▸ **Direction**
In the items from the line with "segment the staircase" to the line with "284L33 278L26 277L13", substitute "stairway" for "staircase" and write out only those lines again, leaving everything else unchanged.

▸ **Working data**
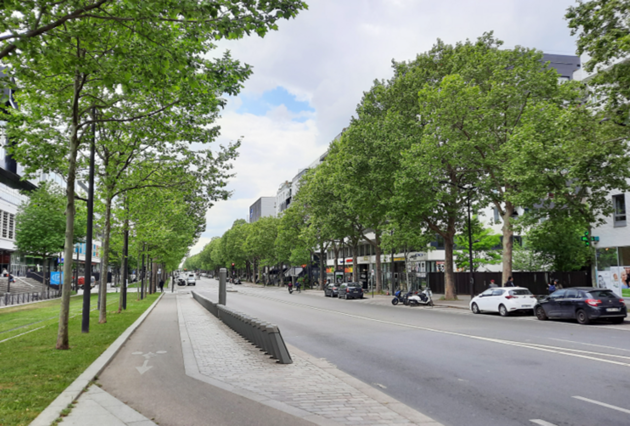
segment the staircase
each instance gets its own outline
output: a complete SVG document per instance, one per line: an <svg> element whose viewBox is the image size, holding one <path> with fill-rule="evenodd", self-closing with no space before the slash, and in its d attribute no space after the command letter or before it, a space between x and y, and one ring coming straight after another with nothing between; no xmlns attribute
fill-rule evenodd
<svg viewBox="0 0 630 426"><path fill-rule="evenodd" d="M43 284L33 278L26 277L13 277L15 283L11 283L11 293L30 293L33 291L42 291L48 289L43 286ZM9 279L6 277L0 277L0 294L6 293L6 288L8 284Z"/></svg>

...

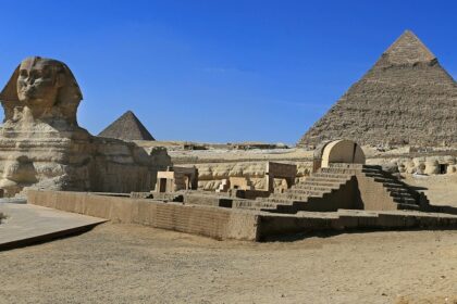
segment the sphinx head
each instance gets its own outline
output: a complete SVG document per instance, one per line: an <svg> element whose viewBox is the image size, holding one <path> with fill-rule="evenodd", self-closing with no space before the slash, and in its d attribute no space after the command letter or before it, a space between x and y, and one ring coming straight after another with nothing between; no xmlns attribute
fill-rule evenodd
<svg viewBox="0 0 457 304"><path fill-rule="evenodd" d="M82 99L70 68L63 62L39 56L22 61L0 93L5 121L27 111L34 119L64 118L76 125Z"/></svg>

▸ **The reply**
segment the stairway
each instance gets its own outline
output: a complete SVG document per instance, one per line: an <svg> element whose viewBox is the image size, holding one <path> with fill-rule="evenodd", self-closing with no space before the slash, and in its d attribute no space after the command letter or before it, a space between x and y, and one ring coming straight after another with nothing between; no xmlns attribute
fill-rule evenodd
<svg viewBox="0 0 630 426"><path fill-rule="evenodd" d="M43 284L33 278L26 277L13 277L15 283L11 283L11 293L30 293L33 291L42 291L48 289L43 286ZM9 279L6 277L0 277L0 294L6 293L6 288L8 284Z"/></svg>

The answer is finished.